### Set task
Give every line of the records below as a numbered list, skipping any blank lines.

++++ Provided data ++++

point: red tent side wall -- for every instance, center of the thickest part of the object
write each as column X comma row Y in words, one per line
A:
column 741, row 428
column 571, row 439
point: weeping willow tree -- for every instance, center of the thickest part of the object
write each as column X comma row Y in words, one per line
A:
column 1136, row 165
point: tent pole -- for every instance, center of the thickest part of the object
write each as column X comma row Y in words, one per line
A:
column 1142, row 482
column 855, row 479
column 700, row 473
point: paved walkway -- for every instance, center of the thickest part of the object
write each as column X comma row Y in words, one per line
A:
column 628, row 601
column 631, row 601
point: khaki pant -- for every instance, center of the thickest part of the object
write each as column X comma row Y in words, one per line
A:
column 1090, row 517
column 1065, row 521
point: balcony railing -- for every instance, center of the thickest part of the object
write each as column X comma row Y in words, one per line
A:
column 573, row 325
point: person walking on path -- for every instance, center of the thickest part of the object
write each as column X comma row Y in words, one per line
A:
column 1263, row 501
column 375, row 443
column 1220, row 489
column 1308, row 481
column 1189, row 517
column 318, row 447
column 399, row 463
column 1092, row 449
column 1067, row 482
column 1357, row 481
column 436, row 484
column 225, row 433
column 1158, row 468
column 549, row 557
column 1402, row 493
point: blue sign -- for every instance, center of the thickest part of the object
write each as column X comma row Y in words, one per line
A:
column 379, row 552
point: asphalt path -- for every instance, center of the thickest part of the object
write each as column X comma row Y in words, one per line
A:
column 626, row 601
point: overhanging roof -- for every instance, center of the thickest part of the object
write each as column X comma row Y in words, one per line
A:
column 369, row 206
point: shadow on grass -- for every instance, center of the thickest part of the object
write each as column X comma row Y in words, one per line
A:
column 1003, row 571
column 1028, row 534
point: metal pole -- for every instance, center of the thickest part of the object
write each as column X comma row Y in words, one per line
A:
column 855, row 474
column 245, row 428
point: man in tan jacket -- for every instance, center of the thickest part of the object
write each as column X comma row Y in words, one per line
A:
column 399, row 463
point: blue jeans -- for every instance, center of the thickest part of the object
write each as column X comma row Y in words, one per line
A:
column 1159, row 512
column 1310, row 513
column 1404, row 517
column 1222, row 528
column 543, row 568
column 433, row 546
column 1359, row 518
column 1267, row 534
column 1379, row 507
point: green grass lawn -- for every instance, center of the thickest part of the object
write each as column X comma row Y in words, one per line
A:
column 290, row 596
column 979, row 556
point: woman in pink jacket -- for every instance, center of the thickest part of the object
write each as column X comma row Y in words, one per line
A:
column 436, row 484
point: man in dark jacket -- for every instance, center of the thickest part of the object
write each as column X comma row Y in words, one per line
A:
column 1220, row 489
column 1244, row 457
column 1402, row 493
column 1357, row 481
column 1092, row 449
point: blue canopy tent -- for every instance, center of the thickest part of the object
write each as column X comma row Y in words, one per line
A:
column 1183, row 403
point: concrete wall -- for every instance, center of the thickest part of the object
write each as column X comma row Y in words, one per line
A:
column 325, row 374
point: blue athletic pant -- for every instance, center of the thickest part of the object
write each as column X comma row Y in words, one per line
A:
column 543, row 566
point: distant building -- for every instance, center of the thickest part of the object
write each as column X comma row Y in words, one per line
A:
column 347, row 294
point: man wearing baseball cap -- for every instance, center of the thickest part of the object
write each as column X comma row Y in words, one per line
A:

++++

### Response
1. point: red tent side wall -- for every instance, center of the thickest part of the object
2. write each as column X comma row Y in words, one per line
3. A:
4. column 741, row 428
5. column 571, row 439
6. point: weeping willow tree -- for every instance, center of the thickest part of the object
7. write each as column X comma row Y in words, one per line
8. A:
9. column 1136, row 165
10. point: tent pole -- for every instance, center of the thickest part of the object
11. write each as column X comma row Y in words, one per line
12. A:
13. column 1142, row 482
14. column 855, row 479
15. column 700, row 473
16. point: paved walkway -- for every instance, center of the thickest part of the object
17. write each as column X comma row Y in words, one per line
18. A:
19. column 628, row 601
20. column 631, row 601
21. point: khaki pant -- for every instance, center of the thickest part of the object
22. write each as column X comma row Y in words, one per line
23. A:
24. column 1090, row 517
25. column 1065, row 521
26. point: balcony railing -- for every instance, center of the thickest part of the object
27. write each as column X comma row Y in words, one per line
28. A:
29. column 573, row 325
30. point: person walking on path -- for every instance, center of the thickest part of the object
31. write each as column X comma row Y in words, one per line
32. A:
33. column 1263, row 501
34. column 375, row 443
35. column 1220, row 489
36. column 1308, row 481
37. column 1189, row 517
38. column 318, row 447
39. column 399, row 463
40. column 1092, row 449
41. column 1067, row 482
42. column 1357, row 481
43. column 436, row 484
44. column 225, row 433
45. column 1158, row 468
46. column 549, row 557
47. column 1402, row 493
48. point: blue sign -- for every instance, center of the thickest part of the object
49. write each as column X comma row Y in words, one per line
50. A:
51. column 379, row 552
52. point: asphalt path -- for every instance, center of the thickest part of the object
53. write each as column X comma row Y in words, one per line
54. A:
55. column 626, row 601
56. point: overhanging roof -- for every instance, center of the thickest part of the object
57. write each as column X comma row Y in words, one per line
58. A:
59. column 369, row 206
60. point: shadow on grass -- for every instance, center of the thickest part of the object
61. write each as column X comma row Y in words, one per line
62. A:
63. column 1003, row 571
64. column 1028, row 534
65. point: metal pole -- for every instance, center of the thickest part of the object
66. write each as column X comma row Y in words, one per line
67. A:
68. column 855, row 474
69. column 245, row 428
70. point: man in tan jacket -- for every instance, center of the thickest part of the object
71. write each as column X comma row Y in words, one per line
72. A:
73. column 399, row 463
74. point: blue jeans -- for every instance, center of the thickest part of the object
75. write each as column X comma row Y in words, one per line
76. A:
77. column 1159, row 512
78. column 1310, row 513
79. column 1404, row 517
80. column 1222, row 528
81. column 543, row 568
82. column 433, row 546
83. column 1359, row 518
84. column 1267, row 534
85. column 1379, row 507
86. point: green grass lawn -- for every instance, center of the thickest part of the object
87. write each as column X comma row Y in words, one per line
88. A:
89. column 290, row 596
90. column 979, row 556
91. point: woman in pink jacket -- for every instance, center of the thickest part of the object
92. write each as column X comma row Y in words, one per line
93. A:
94. column 436, row 484
95. point: man in dark jacket -- for every instance, center of the thickest part of the object
96. write each as column X comma row Y in words, one per line
97. A:
98. column 1220, row 489
99. column 1244, row 457
100. column 1402, row 493
101. column 1357, row 481
102. column 1092, row 449
103. point: blue canopy tent -- for every instance, center of the thickest part of the object
104. write each as column X comma row Y in words, one per line
105. A:
106. column 1183, row 403
107. point: concrete wall -- for every instance, center of the thickest part of the object
108. write each as column X comma row Y in words, one per line
109. A:
110. column 325, row 374
111. point: blue athletic pant -- for every instance, center of the thickest part of the object
112. write each as column X comma row Y in words, one per line
113. A:
114. column 543, row 566
115. point: distant building -- for every instance, center of the thickest part of the object
116. write each as column X comma row Y in words, one per line
117. A:
118. column 347, row 294
119. point: man wearing baseball cap -- for every instance, center of the thickest part of the object
120. write each as column X comma row Y in words, one per line
121. A:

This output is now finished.